### Material
· · ·

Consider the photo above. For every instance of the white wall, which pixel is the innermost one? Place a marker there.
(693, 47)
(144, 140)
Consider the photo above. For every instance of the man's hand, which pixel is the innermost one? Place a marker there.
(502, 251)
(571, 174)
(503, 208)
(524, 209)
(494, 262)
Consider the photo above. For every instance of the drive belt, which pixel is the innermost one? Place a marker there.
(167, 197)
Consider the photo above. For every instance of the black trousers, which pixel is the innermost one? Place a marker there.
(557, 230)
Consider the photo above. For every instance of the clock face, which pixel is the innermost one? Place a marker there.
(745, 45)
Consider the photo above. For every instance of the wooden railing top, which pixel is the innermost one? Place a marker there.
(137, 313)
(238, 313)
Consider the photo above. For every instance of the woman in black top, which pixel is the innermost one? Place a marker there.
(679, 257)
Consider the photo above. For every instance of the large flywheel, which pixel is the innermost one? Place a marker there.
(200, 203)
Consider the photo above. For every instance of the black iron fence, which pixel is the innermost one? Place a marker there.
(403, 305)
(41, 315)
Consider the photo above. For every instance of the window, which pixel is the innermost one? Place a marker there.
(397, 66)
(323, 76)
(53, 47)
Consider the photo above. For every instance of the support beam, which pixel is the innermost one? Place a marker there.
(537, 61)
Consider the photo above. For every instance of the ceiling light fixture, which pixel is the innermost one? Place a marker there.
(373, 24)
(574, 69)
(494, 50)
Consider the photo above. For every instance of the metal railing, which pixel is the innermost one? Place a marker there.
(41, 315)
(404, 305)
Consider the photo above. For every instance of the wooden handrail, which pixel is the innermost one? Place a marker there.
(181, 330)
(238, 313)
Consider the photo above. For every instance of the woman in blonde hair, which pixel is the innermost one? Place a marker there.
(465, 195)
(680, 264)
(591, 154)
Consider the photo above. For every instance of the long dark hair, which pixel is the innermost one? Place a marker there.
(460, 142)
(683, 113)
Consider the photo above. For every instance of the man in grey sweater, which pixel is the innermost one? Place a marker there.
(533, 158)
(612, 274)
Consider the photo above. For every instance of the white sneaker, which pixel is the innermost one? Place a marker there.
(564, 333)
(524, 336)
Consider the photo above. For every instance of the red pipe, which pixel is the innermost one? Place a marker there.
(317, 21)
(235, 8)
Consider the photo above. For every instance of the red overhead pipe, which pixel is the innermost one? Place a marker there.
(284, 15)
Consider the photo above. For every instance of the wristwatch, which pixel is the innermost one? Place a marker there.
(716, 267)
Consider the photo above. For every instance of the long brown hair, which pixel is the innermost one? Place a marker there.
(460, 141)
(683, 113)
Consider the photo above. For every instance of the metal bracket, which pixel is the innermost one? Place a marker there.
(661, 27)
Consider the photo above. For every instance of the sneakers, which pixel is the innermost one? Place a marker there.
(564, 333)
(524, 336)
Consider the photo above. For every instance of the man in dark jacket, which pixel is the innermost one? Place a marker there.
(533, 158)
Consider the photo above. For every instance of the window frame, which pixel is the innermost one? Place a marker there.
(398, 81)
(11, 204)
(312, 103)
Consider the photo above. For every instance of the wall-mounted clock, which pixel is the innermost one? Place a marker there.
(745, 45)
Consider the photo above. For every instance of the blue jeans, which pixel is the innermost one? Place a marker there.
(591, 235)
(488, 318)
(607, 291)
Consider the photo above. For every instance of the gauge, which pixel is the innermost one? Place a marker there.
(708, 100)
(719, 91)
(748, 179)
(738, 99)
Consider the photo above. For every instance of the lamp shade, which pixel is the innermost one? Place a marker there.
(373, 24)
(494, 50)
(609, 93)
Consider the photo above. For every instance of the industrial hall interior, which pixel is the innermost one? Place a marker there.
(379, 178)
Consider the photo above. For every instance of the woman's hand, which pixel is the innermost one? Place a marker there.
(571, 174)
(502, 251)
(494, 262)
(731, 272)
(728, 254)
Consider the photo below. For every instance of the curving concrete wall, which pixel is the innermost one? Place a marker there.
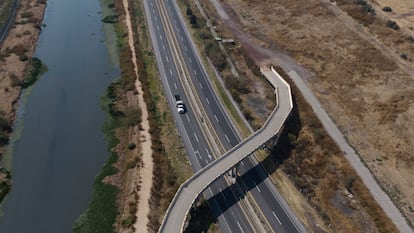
(195, 185)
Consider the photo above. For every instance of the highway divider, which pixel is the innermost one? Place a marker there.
(195, 185)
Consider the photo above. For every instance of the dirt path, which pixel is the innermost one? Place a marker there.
(146, 171)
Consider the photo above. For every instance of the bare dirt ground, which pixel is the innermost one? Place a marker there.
(358, 76)
(146, 171)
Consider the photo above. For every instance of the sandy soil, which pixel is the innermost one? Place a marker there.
(402, 12)
(21, 39)
(368, 92)
(24, 34)
(146, 171)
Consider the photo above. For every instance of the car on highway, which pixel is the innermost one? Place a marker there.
(179, 104)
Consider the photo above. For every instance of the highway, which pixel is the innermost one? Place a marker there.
(252, 176)
(199, 153)
(190, 189)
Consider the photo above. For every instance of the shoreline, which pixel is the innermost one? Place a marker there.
(16, 53)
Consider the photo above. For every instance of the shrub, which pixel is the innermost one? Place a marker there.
(14, 80)
(110, 19)
(132, 146)
(386, 9)
(26, 14)
(193, 20)
(360, 2)
(188, 12)
(214, 53)
(392, 24)
(132, 116)
(4, 124)
(23, 57)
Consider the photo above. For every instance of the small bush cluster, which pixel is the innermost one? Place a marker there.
(387, 9)
(365, 6)
(36, 69)
(26, 14)
(392, 24)
(110, 19)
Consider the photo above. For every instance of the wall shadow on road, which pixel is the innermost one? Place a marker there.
(249, 180)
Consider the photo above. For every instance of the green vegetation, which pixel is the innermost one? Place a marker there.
(5, 128)
(102, 210)
(5, 183)
(5, 11)
(26, 14)
(387, 9)
(132, 146)
(110, 19)
(5, 178)
(392, 24)
(36, 69)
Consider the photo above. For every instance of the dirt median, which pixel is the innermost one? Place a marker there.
(367, 92)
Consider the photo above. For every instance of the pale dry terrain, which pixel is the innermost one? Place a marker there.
(21, 39)
(358, 76)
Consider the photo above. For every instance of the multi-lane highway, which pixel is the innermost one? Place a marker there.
(167, 18)
(196, 145)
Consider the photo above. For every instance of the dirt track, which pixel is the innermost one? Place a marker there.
(146, 171)
(365, 91)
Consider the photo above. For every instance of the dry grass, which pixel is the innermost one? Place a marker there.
(313, 162)
(359, 78)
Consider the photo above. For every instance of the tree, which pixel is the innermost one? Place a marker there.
(193, 20)
(387, 9)
(189, 12)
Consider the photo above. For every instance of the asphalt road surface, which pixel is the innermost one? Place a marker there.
(252, 176)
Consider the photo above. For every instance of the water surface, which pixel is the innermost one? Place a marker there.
(61, 146)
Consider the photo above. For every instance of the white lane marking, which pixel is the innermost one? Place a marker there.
(257, 186)
(198, 153)
(225, 135)
(195, 136)
(208, 154)
(276, 217)
(238, 224)
(224, 196)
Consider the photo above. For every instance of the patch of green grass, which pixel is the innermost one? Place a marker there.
(102, 210)
(37, 68)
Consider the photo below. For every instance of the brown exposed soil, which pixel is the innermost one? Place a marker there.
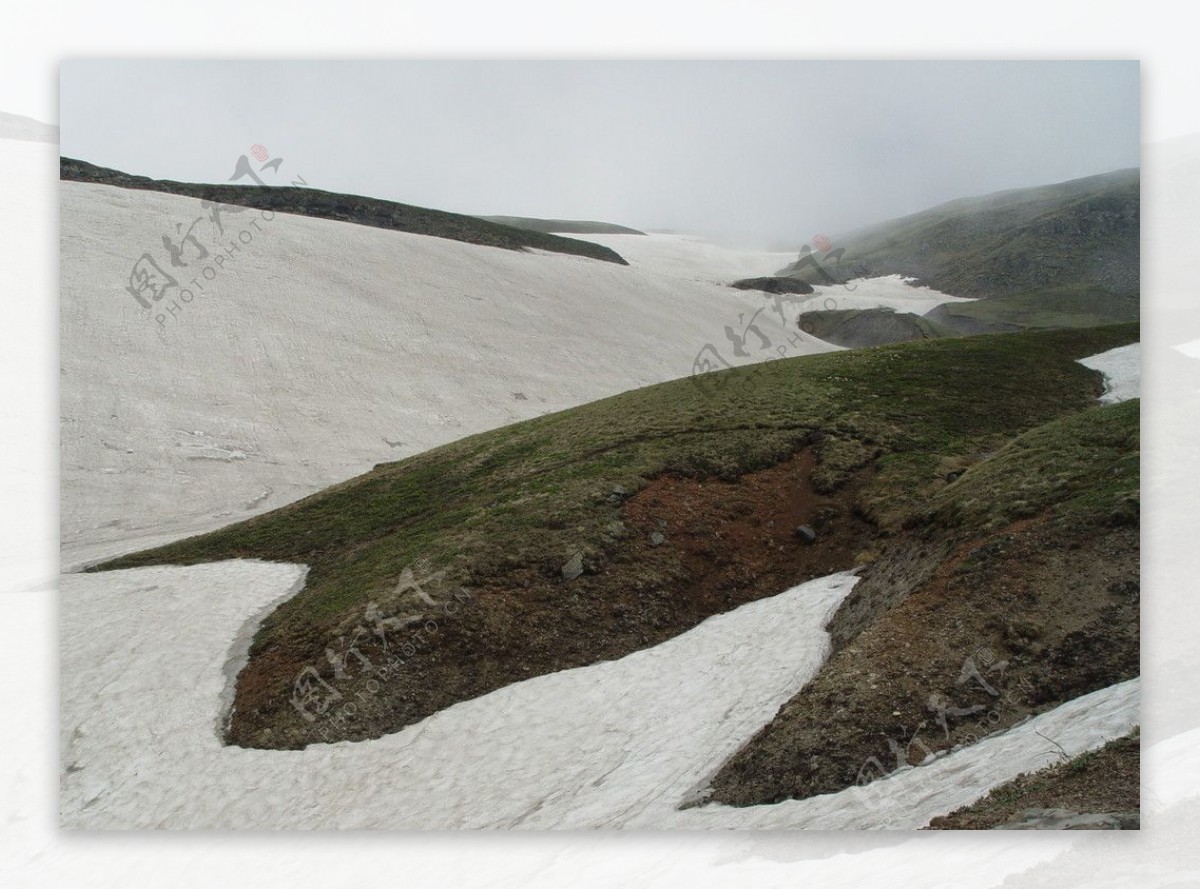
(1105, 781)
(687, 549)
(943, 643)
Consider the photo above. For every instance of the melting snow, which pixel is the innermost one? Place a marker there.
(147, 662)
(322, 348)
(1122, 372)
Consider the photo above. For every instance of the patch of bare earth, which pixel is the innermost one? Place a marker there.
(685, 549)
(945, 642)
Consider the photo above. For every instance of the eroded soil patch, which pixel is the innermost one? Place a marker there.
(687, 548)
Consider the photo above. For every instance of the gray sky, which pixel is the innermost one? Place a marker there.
(757, 151)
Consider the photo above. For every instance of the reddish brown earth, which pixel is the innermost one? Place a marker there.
(723, 545)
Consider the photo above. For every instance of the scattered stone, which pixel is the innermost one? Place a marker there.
(574, 567)
(1068, 821)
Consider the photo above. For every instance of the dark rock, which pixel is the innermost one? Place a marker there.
(573, 567)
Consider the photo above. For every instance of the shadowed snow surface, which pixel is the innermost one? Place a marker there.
(147, 662)
(1122, 372)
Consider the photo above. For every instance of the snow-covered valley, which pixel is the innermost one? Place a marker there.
(622, 744)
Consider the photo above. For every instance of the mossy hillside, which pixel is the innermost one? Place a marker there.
(533, 493)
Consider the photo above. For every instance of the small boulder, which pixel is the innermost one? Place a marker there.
(573, 567)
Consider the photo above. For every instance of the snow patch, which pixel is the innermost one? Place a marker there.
(323, 348)
(618, 744)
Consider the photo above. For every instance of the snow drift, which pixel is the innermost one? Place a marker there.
(147, 662)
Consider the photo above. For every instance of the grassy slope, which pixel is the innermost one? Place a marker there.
(574, 227)
(870, 328)
(1065, 235)
(499, 509)
(348, 208)
(1080, 306)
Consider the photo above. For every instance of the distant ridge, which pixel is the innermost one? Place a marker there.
(348, 208)
(573, 227)
(1078, 234)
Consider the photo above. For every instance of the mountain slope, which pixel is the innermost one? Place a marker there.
(1083, 233)
(576, 227)
(855, 329)
(600, 530)
(322, 348)
(347, 208)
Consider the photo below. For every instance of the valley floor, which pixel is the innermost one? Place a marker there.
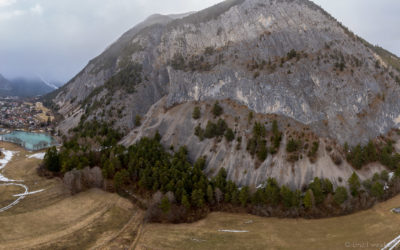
(95, 219)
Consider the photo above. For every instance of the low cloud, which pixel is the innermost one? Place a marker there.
(56, 38)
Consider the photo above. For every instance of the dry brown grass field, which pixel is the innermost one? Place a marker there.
(53, 219)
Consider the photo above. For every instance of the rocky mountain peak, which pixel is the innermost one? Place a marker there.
(287, 58)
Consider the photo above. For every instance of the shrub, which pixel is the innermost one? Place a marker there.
(293, 146)
(229, 135)
(291, 54)
(340, 195)
(52, 160)
(354, 184)
(377, 190)
(138, 120)
(217, 109)
(196, 113)
(308, 200)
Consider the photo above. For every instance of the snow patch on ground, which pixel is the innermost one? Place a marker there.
(8, 155)
(39, 156)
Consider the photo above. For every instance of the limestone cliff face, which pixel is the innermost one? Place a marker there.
(284, 57)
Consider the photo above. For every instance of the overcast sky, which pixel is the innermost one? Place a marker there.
(56, 38)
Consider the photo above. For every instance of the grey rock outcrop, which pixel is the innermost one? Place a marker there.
(284, 57)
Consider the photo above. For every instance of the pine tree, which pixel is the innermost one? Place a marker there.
(210, 194)
(286, 196)
(185, 201)
(196, 113)
(217, 109)
(340, 195)
(198, 198)
(354, 183)
(309, 200)
(165, 205)
(244, 196)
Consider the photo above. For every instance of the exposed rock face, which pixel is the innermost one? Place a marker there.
(352, 105)
(80, 180)
(177, 127)
(283, 57)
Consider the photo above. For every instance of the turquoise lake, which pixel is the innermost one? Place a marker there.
(28, 140)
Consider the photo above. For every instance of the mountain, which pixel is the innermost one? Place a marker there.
(264, 60)
(5, 85)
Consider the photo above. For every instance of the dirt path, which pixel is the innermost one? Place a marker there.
(53, 219)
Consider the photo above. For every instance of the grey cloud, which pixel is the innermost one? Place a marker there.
(56, 38)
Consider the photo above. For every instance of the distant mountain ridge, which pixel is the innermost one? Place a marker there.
(23, 87)
(287, 60)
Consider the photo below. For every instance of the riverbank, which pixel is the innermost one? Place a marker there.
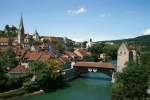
(80, 89)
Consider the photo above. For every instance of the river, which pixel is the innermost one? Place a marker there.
(92, 86)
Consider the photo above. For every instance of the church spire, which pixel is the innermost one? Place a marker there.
(21, 32)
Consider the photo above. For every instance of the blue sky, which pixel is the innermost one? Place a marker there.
(79, 19)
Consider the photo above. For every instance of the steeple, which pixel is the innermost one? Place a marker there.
(21, 32)
(21, 23)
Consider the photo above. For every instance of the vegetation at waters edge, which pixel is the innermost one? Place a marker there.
(9, 31)
(108, 49)
(133, 82)
(143, 40)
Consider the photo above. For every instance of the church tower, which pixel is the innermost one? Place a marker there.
(21, 32)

· · ·

### Description of the task
Nothing but the lines from the line with "Consider the photo above. For every instance of the river, which" to the last line of the listing above should appear; please retype them exactly, both ends included.

### Solution for this task
Consider the photo above. For every instance of the river, which pixel is the innermost one? Place a marker there.
(92, 86)
Consider the photo above. For every instance of the church spire, which pixel is the innermost one? Place a marker there.
(21, 32)
Consider the photo above. For every instance of the blue sky, which pixel is the innermost one? Place a marker there.
(79, 19)
Consider the photo above. For every instance of the steeple, which pixel is the innermost one? Place a marker there.
(21, 32)
(21, 23)
Consider the photo above. For every instance of the vegetation at waters edge, which pixel is the innermost one? Place a marker there.
(9, 31)
(108, 49)
(133, 82)
(143, 40)
Consider the photo above. For every instance of the church tower, which pixel is the innermost one? Place a marker there.
(21, 32)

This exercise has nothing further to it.